- **Testo da leggere**
Si trova (mt. 600 ab. 6.000 circa) in singolare posizione sul ripido pendio di uno sperone roccioso, con le cave a gradinata. Domina dall’alto l’ampia mole del castello, affacciata sull’orlo dello sperone che precipita a picco in una stretta torre, valicata da un ardito ponte. Il nome del paese pare derivi dalla muraglia di cui sono visibili i resti presso il castello. Si vuole che non lontano, in contrada Raia S. Basile, sorgesse l’antico Numistro, teatro di uno scontro fra Annibale e Marcello nel 210 a.C.
Ivi si trovano resti di mura megalitiche o poligonali e ruderi di un monastero basiliano; più in alto, in c.da Caselle, nel 1977 sono venuti alla luce resti di un edificio sacro della tarda età repubblicana ed in contrada Torrano le tracce di un abitato romano del sec II a.C.
Centro della cittadina è via Roma, dove vi trova la Sede municipale, dalla quale si arriva alla piazza donMinzoni, ove sorge il monumento ai Caduti in bronzo, di Saverio Gatto (1923). Seguendo via Trinità, piazza Matteotti e via Castello, si giunge al Castello, le cui origini pare risalgano ad epoca anteriore ai Normanni, ampiamente danneggiato e ristrutturato anche in tempi recenti e in cui solo un torrione e alcuni tratti di cortile testimoniano la presenza della fortezza medievale. In esso fu uccisa, per ordine di Carlo III di Durazzo, la Regina Giovanna I d’Angiò (1382). Girando a sinistra, si rasenta un pauroso burrone aperto tra ripide pareti calcaree e si arriva in piazza mons. Raffaele Capone, con a destra il monumento di San Gerardo Maiella, opera di Vincenzo Catullo (1905).

- **Materiale**

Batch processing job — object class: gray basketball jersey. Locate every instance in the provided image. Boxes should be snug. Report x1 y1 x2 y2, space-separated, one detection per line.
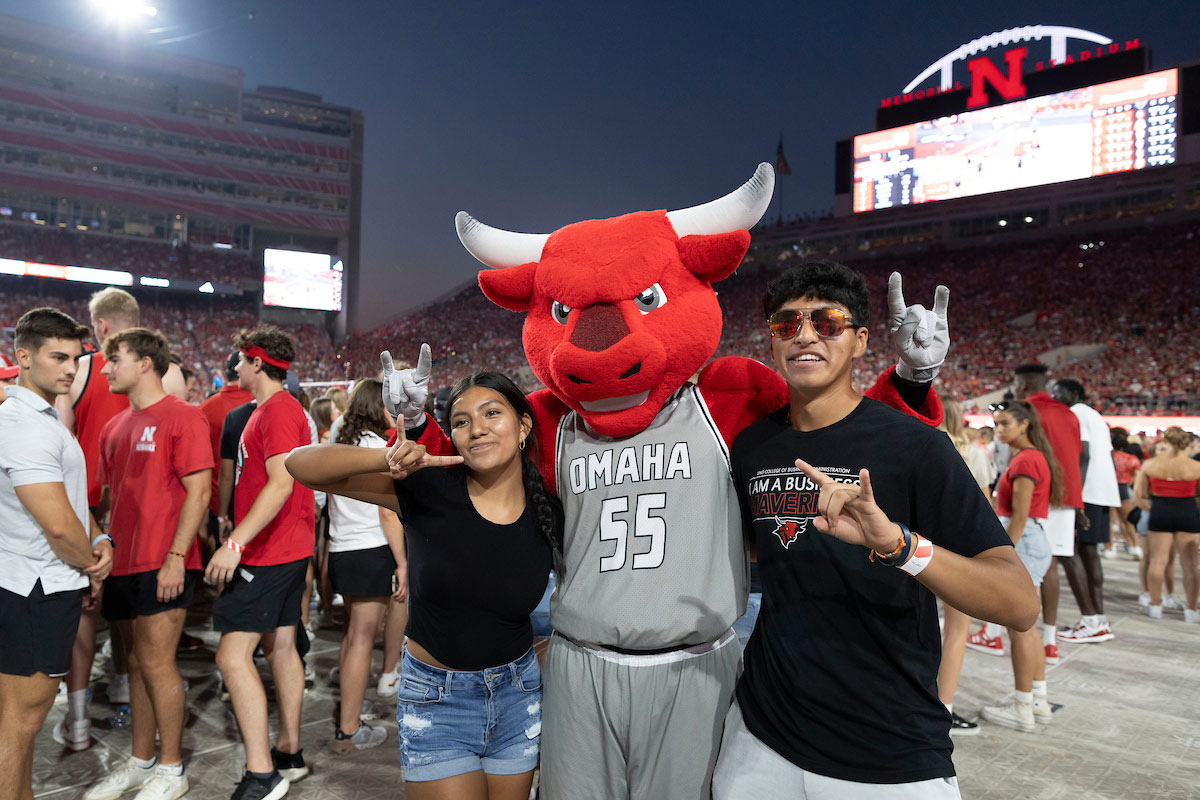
550 384 750 650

- **Lavoro da svolgere**
**a)** Riscrivi sotto forma di elenco puntato il paragrafo della descrizione del paese che inizia con "Ivi si trovano resti", conservandone i fatti principali.
**b)** Nel passo della descrizione del paese da "Si trova (mt." a "nel 210 a.C.", sostituisci "sperone" con "promontorio" e riporta il passo così modificato.

- **Le risposte**
**a)**
- Resti di mura megalitiche o poligonali e ruderi di un monastero basiliano.
- In contrada Caselle, più in alto: resti di un edificio sacro della tarda età repubblicana, venuti alla luce nel 1977.
- In contrada Torrano: tracce di un abitato romano del II secolo a.C.

**b)**
Si trova (mt. 600 ab. 6.000 circa) in singolare posizione sul ripido pendio di uno promontorio roccioso, con le cave a gradinata. Domina dall’alto l’ampia mole del castello, affacciata sull’orlo dello promontorio che precipita a picco in una stretta torre, valicata da un ardito ponte. Il nome del paese pare derivi dalla muraglia di cui sono visibili i resti presso il castello. Si vuole che non lontano, in contrada Raia S. Basile, sorgesse l’antico Numistro, teatro di uno scontro fra Annibale e Marcello nel 210 a.C.